- _Exercise data_

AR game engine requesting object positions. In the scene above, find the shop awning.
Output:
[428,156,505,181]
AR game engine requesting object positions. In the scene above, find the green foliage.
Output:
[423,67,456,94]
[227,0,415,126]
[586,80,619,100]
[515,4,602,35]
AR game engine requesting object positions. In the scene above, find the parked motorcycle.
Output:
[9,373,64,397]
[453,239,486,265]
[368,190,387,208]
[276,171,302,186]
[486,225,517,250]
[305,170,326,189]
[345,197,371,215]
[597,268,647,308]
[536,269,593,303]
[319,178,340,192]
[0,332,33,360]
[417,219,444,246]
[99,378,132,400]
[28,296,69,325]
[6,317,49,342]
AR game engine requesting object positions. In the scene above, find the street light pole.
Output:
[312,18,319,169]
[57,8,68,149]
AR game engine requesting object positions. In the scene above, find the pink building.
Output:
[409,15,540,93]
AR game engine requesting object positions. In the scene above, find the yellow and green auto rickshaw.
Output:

...

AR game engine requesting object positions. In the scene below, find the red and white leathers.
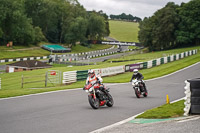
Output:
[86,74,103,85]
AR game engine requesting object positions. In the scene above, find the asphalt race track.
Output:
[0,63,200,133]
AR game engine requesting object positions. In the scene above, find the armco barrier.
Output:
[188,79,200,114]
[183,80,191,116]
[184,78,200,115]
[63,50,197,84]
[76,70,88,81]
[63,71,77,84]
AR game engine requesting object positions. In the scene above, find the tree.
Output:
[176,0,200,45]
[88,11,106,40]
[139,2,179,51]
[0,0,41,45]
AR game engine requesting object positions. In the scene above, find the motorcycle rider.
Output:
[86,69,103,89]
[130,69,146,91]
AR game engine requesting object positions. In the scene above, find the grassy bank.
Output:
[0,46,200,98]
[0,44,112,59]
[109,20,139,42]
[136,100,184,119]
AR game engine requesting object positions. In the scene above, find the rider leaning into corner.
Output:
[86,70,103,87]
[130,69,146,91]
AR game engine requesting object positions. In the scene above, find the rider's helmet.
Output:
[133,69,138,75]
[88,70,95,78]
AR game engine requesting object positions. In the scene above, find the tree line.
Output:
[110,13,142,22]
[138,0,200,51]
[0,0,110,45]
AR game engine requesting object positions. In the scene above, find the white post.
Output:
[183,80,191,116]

- _Required task_
Convert the entries beginning at the line that contains "leaning into corner." and ending after the line that contains "[88,70,95,78]" into a two-column CSV with the headers text and result. Give one row per entry, with the entry's wording and its answer each in a single quoted field and every line break replaced by a space.

- _Output for this task_
text,result
"AR game engine requesting object positions. In the scene above, find the rider leaning into corner. Output:","[86,70,103,87] [130,69,146,91]"
"AR game engine requesting object positions. In the scene above, find the rider's helmet. Output:","[133,69,138,75] [88,70,95,78]"